## REQUIREMENT
Which lines in the items below contain the word "barrier"? List each of those lines in full.

Extracted data entries
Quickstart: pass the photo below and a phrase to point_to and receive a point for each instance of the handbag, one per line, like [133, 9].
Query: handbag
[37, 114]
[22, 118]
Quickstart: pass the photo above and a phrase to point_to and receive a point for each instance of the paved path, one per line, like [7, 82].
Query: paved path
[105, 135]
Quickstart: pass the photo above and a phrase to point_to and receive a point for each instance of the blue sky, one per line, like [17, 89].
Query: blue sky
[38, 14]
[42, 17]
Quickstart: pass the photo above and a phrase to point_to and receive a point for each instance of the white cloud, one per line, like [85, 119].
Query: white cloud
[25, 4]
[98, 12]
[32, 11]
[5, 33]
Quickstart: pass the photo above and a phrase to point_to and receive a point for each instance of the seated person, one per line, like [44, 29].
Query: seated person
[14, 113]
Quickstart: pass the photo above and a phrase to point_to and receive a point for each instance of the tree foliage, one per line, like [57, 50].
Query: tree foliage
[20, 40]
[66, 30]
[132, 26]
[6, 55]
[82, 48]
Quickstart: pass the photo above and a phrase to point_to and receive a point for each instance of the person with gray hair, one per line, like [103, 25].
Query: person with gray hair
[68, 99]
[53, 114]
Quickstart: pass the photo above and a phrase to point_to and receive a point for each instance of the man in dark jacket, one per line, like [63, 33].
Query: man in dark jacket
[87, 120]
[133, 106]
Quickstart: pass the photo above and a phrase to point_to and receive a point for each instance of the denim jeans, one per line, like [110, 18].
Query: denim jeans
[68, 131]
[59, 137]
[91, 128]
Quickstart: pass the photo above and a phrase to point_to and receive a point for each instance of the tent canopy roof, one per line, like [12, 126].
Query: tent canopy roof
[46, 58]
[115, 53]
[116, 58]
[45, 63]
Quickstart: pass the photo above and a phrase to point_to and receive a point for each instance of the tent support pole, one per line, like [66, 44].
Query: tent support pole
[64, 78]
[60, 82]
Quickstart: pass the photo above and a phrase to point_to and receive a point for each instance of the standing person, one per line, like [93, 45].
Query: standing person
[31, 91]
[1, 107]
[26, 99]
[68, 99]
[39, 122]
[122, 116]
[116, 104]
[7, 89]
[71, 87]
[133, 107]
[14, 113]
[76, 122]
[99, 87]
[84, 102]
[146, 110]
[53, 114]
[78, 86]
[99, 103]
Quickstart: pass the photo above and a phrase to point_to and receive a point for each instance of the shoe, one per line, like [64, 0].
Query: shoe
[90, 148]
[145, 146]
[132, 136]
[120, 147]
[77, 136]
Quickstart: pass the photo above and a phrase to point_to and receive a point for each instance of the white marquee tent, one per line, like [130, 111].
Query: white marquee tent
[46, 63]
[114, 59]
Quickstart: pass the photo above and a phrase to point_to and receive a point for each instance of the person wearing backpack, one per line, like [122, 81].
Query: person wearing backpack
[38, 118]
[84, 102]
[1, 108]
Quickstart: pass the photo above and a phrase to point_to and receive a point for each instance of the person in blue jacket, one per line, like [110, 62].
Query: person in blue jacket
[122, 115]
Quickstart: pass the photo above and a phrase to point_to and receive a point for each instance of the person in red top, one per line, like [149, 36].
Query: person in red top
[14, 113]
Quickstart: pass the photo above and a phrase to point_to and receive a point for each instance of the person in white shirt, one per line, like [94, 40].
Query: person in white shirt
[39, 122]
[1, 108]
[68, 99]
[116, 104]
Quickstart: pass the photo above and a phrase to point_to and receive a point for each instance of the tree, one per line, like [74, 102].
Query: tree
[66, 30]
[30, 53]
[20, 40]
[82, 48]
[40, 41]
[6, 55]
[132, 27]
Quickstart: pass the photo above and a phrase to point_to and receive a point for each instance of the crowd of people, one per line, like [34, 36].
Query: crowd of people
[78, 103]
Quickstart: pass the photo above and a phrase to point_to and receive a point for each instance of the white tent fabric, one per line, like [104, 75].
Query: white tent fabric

--

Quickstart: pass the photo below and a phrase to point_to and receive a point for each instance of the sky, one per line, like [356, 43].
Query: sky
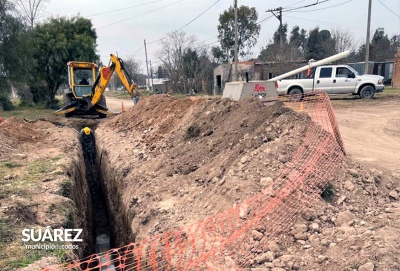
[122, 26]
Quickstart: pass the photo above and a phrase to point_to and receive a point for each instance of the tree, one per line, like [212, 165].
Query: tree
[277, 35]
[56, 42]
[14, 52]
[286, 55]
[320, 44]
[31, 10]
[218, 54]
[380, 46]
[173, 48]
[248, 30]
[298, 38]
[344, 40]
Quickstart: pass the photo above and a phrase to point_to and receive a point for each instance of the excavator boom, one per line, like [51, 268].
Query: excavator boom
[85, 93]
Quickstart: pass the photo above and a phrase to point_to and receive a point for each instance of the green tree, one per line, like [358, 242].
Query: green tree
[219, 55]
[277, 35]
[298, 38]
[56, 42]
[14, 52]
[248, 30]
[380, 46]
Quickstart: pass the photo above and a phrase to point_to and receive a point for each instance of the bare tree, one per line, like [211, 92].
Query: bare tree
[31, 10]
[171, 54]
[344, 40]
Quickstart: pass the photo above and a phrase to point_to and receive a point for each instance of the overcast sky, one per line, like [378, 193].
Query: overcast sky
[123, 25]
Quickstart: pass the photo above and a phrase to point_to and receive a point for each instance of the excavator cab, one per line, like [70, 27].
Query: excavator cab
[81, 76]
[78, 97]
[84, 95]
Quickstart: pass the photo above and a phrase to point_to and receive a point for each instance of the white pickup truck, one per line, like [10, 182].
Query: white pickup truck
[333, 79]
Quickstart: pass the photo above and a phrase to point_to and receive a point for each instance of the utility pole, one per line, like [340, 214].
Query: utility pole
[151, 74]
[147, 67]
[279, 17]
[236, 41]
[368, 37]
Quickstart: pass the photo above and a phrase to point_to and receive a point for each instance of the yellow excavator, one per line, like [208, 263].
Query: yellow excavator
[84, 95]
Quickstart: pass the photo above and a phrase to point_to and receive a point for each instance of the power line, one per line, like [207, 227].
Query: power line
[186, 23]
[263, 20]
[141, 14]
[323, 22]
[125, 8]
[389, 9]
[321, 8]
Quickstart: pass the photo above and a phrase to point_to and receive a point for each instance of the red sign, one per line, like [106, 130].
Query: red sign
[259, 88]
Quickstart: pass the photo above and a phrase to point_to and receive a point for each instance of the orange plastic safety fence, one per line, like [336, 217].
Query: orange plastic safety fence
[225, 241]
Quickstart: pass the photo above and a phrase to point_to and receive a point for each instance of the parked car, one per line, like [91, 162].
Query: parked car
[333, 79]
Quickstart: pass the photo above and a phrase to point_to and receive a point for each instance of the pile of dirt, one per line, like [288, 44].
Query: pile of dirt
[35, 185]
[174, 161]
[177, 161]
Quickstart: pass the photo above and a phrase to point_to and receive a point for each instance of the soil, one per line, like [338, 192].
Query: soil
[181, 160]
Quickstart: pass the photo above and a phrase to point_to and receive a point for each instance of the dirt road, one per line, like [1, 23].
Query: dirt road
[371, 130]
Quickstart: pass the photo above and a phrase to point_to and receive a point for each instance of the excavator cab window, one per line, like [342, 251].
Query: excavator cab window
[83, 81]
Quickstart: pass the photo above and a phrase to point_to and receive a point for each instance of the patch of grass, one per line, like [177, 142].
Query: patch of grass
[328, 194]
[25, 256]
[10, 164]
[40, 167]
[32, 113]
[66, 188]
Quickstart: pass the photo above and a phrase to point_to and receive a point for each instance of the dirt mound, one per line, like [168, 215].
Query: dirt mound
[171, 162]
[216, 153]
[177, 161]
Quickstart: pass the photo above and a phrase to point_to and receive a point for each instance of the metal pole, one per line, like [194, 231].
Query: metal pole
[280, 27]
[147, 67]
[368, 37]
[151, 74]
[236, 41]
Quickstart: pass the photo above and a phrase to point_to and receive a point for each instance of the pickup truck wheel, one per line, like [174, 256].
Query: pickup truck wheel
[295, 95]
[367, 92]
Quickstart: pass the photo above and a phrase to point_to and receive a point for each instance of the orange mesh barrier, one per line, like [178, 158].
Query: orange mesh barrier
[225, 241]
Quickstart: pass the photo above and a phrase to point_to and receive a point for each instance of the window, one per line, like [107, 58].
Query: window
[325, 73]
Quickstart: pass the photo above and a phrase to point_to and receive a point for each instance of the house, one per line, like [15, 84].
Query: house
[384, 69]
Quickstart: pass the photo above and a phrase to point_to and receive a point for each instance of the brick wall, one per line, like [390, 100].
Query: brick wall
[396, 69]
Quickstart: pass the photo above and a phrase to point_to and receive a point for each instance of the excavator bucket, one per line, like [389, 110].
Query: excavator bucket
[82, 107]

## TASK RESPONSE
Quickstart: pass the photo above and a phrase to point_to and receive a point for each instance of the orange mesh barrier, one per line, like [178, 158].
Query: orange mesh barrier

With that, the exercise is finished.